▼

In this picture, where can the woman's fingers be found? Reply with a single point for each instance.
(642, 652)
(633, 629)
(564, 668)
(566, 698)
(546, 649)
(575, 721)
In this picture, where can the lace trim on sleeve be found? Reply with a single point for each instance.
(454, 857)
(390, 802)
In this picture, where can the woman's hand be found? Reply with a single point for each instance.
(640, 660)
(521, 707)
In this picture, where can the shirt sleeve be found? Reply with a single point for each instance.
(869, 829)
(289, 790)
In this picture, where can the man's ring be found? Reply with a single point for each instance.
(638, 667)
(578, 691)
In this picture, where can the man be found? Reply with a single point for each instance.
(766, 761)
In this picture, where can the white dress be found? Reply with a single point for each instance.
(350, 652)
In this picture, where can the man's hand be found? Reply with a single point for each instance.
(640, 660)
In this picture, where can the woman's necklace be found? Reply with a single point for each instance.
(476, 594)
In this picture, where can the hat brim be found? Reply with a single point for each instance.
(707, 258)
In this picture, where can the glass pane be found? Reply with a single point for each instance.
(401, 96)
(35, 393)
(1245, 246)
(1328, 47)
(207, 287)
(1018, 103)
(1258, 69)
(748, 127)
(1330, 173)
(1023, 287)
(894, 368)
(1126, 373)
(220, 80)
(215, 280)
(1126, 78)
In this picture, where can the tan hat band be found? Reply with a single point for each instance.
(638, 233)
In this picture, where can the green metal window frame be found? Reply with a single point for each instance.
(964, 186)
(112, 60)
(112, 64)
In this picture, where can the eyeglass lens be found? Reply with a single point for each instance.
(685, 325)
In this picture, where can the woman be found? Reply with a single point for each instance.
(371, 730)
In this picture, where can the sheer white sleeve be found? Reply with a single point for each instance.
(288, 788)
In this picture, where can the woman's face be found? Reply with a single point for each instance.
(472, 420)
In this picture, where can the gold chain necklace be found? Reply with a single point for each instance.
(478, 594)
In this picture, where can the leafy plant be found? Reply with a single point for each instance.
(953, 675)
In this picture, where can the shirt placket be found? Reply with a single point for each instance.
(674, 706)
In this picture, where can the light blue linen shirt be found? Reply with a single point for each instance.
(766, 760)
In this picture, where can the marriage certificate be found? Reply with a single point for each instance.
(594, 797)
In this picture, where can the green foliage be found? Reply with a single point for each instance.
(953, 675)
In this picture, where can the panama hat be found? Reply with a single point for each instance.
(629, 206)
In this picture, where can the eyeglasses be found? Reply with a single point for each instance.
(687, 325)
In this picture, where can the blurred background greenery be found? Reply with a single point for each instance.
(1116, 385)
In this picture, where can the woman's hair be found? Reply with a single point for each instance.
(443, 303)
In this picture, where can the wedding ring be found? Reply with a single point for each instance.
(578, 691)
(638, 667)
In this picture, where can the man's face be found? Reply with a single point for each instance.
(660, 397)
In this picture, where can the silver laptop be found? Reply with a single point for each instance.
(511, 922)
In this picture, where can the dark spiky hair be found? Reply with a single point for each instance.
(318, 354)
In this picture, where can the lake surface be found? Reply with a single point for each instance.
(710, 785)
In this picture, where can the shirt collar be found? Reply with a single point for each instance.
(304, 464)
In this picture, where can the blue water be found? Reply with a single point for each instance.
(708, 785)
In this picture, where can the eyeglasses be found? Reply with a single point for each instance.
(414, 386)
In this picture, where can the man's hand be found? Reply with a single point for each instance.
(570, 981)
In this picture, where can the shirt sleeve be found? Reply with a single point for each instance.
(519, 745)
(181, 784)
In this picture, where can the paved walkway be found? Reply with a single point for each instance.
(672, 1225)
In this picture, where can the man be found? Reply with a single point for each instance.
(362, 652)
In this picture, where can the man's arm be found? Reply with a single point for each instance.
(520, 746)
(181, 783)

▲

## Set task
Reproduce the stretch from the line containing "In this picture, where can the man's arm" through the end of the items, keeping the requests and adding 82 to both numbers of every coordinate pair in the answers.

## Solution for this problem
In this picture, where can the man's arm be found? Reply with a single point for each instance.
(602, 828)
(263, 865)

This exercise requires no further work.